── Dataset ──

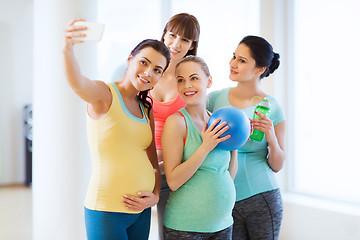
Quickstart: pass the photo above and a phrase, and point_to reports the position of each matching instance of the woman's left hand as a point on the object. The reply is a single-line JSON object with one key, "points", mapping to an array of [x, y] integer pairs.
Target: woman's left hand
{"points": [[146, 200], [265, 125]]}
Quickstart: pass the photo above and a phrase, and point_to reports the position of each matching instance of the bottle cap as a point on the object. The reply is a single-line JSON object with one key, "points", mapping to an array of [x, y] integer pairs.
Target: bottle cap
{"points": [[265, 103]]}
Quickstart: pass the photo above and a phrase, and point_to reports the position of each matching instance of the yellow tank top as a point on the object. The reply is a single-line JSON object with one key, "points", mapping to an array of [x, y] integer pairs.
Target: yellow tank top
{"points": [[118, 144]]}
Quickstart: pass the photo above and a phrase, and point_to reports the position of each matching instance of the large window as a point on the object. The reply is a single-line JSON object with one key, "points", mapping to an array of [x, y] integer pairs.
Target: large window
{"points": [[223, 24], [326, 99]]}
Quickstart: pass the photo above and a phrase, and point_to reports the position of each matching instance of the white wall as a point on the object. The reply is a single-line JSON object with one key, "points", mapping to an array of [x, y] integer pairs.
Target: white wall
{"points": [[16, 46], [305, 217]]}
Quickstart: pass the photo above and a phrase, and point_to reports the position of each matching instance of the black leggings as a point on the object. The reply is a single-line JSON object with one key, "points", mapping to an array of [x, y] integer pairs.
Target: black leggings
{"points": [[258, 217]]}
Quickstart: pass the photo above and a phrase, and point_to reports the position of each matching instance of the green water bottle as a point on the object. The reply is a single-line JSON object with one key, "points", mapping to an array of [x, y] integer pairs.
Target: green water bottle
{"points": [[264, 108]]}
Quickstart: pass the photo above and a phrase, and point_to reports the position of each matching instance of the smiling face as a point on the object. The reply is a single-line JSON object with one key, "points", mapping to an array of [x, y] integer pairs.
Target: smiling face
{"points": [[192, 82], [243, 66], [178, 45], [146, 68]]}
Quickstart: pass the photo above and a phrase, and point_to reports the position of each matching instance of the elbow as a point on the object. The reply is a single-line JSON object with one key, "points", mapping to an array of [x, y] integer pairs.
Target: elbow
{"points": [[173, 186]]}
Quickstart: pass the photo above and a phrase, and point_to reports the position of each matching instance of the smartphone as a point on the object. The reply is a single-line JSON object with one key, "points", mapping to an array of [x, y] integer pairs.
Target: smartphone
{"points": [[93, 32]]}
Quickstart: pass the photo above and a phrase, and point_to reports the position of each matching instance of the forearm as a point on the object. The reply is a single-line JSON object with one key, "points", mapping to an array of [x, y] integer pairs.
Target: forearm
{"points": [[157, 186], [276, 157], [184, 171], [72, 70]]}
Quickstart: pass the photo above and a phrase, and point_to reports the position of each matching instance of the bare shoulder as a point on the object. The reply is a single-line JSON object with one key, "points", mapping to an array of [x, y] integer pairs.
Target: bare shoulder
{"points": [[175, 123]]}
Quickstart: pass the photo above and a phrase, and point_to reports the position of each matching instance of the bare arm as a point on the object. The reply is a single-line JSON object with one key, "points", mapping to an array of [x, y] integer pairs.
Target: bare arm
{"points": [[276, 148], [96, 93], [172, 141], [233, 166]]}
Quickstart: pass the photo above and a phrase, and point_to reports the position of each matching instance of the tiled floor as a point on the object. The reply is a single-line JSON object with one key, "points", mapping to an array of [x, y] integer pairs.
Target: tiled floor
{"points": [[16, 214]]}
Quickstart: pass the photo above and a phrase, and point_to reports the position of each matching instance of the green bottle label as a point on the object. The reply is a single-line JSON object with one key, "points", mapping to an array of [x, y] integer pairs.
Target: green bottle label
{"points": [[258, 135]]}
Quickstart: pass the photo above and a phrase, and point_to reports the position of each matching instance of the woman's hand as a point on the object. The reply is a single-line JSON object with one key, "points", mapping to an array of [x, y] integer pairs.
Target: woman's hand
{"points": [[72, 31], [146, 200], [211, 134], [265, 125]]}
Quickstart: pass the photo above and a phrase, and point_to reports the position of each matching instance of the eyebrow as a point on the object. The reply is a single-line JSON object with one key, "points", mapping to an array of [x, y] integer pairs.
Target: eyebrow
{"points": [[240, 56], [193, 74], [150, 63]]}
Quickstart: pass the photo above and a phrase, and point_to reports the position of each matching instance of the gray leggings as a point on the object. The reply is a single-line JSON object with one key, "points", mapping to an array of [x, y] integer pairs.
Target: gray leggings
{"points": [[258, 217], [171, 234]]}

───

__Brief__
In your answer, include only the lines above starting at the line that holds "Target: woman's left hand" and ending at the line that holds "of the white", copied exactly.

__The completed task__
Target: woman's left hand
{"points": [[146, 200], [265, 125]]}
Quickstart: pass the photo above and a phrase, and point_to reports the position of each matching instance of the bottle cap as a point on the object. The reply is a single-line JSON object with one key, "points", mapping to an array of [x, y] integer pairs.
Target: bottle cap
{"points": [[265, 103]]}
Quickstart: pass the photo above and a phrase, and point_to reports the position of each matching instance of the yellow tank top as a point on the object. The reply is a single-line JSON object with one key, "points", mapping to an array of [x, y] integer pairs.
Target: yellow tank top
{"points": [[118, 144]]}
Quickstart: pass the photo above and a phrase, and point_to reports the position of each matching instance of the large window as a point on the object. The reply is a single-line JSON object with one key, "points", mapping to an array of [x, y] integer pairs.
Target: large window
{"points": [[223, 24], [326, 99]]}
Quickstart: pass the photo above and a phrase, and point_to reports the position of each matching instance of the white wall as a point on the object. The reply is a single-line JSON object with one key, "points", mapping to an array of [x, y] integer pairs.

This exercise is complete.